>> Begin Raw data

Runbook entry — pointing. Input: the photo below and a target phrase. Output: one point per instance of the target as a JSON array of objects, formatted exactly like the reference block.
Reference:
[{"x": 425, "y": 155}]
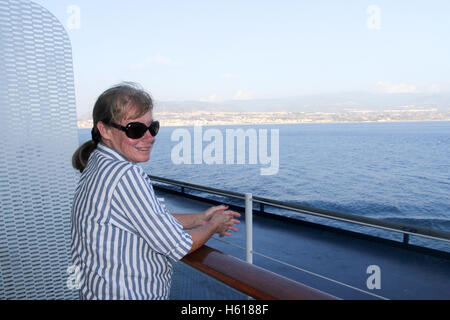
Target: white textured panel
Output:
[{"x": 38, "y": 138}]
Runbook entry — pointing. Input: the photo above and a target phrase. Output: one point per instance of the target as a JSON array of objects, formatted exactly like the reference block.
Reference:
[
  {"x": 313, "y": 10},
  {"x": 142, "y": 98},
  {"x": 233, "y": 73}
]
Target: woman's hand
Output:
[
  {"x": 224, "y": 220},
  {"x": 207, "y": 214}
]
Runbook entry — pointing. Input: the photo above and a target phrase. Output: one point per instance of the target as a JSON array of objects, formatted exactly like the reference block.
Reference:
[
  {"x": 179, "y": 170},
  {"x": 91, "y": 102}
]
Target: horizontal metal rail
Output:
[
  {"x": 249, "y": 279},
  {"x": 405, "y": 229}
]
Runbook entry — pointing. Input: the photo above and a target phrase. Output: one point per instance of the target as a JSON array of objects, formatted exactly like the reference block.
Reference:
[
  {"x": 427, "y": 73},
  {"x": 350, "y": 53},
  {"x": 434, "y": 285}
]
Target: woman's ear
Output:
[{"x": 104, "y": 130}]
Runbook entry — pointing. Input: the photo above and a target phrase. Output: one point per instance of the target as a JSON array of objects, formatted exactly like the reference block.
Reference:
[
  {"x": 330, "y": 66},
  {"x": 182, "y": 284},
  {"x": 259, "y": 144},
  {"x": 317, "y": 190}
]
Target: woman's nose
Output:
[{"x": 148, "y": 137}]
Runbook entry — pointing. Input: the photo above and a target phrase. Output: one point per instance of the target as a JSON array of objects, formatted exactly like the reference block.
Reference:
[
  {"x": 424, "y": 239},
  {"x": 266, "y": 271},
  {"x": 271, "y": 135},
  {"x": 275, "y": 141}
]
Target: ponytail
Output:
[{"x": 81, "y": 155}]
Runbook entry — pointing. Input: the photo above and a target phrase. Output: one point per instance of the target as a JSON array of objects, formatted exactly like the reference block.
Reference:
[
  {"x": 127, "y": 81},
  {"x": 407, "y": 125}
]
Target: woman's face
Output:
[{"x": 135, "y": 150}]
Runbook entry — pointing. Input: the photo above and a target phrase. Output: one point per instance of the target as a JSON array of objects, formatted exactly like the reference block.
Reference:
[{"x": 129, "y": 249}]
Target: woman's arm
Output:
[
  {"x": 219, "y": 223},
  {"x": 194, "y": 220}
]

>> End Raw data
>> Begin Raw data

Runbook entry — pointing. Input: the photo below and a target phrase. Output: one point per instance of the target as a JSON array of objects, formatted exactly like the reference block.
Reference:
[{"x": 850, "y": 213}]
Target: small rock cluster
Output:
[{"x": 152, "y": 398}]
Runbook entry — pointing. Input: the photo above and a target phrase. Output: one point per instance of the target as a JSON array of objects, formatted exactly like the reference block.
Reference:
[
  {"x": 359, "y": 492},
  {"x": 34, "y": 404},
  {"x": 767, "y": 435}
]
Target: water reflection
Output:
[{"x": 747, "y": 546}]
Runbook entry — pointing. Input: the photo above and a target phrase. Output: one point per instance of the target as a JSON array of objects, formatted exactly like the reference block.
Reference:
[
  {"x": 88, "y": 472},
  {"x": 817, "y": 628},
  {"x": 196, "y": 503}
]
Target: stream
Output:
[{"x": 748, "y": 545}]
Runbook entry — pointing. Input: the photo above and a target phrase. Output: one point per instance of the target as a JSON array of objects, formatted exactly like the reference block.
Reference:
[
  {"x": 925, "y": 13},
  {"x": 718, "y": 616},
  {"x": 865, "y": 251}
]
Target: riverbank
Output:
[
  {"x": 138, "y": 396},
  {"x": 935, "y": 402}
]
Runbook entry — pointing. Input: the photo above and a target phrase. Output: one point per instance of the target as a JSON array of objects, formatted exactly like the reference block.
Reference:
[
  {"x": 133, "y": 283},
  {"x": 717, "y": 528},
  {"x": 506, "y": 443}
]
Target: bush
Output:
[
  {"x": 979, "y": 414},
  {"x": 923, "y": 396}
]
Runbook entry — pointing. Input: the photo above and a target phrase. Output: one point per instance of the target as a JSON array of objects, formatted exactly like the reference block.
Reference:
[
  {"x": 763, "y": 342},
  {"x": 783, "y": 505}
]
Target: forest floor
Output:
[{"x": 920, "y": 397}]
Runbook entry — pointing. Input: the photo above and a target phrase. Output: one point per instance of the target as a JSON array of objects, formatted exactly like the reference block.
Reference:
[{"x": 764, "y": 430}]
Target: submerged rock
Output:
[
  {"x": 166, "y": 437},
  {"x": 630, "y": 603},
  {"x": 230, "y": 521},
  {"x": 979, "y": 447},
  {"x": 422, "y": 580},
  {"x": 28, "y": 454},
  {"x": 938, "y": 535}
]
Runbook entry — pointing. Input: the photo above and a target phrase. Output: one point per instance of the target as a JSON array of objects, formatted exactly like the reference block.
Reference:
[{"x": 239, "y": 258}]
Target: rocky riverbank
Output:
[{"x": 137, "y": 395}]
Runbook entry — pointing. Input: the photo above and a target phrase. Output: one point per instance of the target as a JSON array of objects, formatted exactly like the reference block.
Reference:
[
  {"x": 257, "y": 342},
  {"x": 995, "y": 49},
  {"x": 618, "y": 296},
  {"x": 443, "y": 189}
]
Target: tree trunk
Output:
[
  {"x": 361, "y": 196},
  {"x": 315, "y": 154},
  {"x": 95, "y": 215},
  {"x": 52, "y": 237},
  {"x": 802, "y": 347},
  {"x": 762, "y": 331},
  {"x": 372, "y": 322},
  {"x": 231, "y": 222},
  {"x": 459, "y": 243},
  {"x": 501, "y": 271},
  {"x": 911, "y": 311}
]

>> End Raw data
>> Begin Raw data

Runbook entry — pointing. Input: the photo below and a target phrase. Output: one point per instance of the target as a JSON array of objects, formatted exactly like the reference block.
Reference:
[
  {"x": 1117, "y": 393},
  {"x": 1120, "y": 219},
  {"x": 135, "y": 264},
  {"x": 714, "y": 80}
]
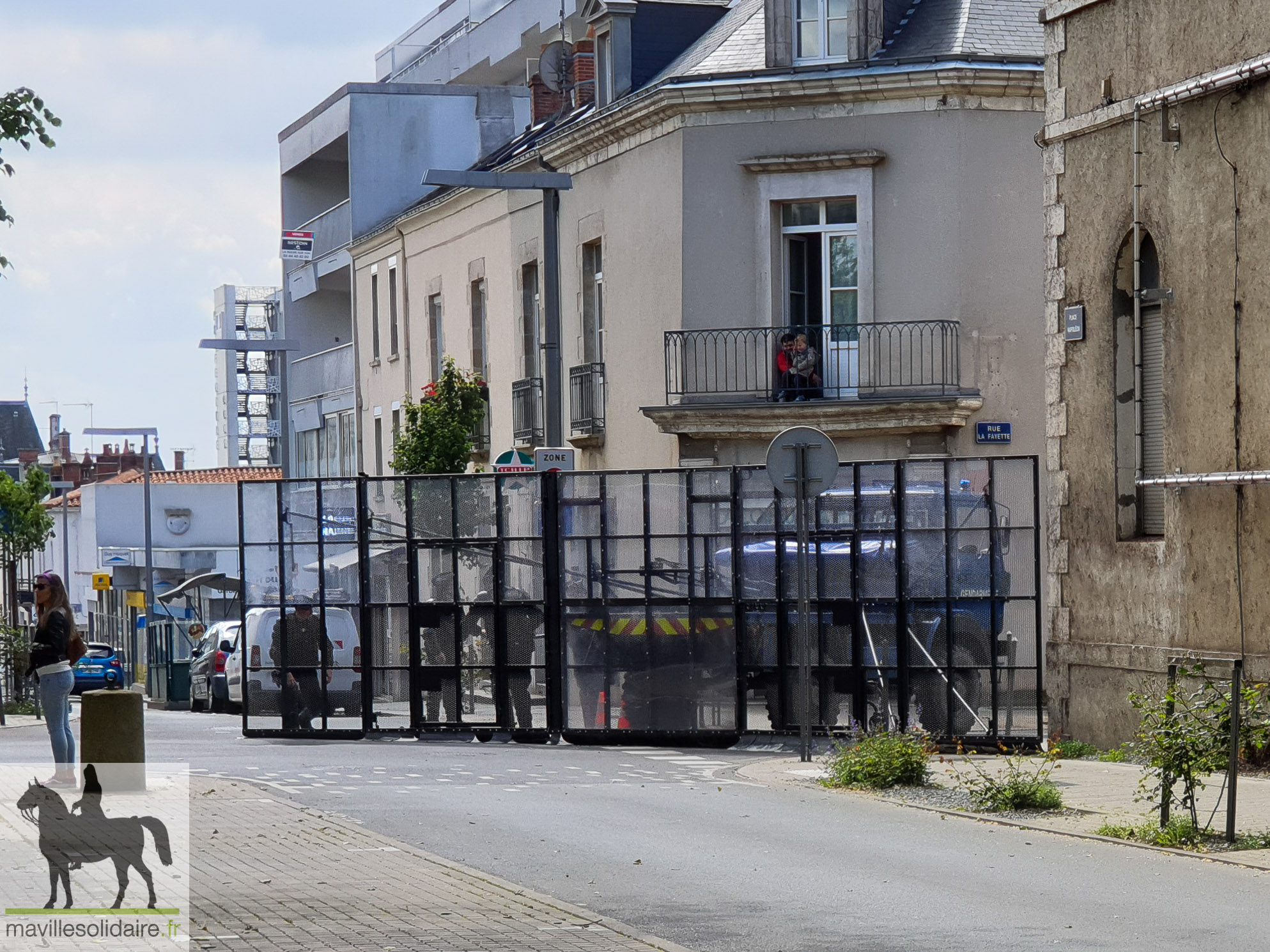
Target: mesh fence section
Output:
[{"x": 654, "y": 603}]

>> End Raw data

Exercise brief: Locate every line in the records that contains the string "woman" and copy each such line.

Answer to this problem:
Target: woman's hand
Target: woman's ear
Target: woman's nose
Target: woman's face
Target: woman's arm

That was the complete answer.